## START STORED ROWS

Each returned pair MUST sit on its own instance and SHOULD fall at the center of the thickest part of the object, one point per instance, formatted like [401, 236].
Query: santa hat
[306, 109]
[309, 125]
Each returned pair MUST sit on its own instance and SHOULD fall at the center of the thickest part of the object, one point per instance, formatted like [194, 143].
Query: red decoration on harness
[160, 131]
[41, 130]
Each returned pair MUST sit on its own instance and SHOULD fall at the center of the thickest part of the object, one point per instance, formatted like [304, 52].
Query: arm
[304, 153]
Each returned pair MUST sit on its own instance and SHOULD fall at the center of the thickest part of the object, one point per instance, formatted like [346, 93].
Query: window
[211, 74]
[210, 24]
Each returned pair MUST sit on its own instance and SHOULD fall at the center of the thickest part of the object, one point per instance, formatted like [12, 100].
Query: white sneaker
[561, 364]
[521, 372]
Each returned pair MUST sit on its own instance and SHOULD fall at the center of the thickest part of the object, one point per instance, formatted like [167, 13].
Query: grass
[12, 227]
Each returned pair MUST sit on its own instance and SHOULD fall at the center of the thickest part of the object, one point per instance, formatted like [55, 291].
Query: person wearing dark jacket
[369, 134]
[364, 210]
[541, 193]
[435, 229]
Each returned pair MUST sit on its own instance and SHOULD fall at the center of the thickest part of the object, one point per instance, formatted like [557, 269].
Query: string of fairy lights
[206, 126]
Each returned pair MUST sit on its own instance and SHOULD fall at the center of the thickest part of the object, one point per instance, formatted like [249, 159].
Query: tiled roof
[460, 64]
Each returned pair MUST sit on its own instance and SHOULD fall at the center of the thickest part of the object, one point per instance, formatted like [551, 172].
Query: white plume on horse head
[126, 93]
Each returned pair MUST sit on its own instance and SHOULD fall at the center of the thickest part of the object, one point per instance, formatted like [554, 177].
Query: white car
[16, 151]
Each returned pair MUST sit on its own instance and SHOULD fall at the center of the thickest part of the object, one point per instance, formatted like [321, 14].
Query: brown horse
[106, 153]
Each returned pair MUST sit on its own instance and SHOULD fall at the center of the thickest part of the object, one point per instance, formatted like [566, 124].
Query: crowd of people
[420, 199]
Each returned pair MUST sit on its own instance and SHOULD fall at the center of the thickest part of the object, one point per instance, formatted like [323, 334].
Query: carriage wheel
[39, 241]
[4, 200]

## END STORED ROWS
## START STORED ROWS

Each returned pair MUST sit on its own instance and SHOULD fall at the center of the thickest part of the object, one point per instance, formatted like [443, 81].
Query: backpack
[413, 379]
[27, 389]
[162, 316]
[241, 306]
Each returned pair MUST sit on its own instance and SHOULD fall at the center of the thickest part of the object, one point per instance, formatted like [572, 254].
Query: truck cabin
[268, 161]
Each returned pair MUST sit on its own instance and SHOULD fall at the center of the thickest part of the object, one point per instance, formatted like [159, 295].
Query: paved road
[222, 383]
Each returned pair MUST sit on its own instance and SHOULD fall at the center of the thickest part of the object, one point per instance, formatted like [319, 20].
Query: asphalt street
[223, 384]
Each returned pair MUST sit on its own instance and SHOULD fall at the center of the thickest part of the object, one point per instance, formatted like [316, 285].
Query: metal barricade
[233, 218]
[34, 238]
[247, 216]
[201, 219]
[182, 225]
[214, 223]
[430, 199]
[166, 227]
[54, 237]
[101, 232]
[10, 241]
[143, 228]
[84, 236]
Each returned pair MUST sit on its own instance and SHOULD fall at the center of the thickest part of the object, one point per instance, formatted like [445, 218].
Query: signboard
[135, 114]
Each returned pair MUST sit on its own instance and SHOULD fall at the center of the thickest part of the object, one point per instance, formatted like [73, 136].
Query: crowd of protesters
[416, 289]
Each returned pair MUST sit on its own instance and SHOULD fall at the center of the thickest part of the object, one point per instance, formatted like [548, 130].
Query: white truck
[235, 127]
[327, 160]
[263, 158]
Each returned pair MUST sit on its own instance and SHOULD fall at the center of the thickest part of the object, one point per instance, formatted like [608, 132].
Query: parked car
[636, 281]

## END STORED ROWS

• GIVEN PROBLEM: Tally the lines of the material above that contain the string "horse", with case counting. What is the number? Give nothing else.

• TASK OUTPUT: 2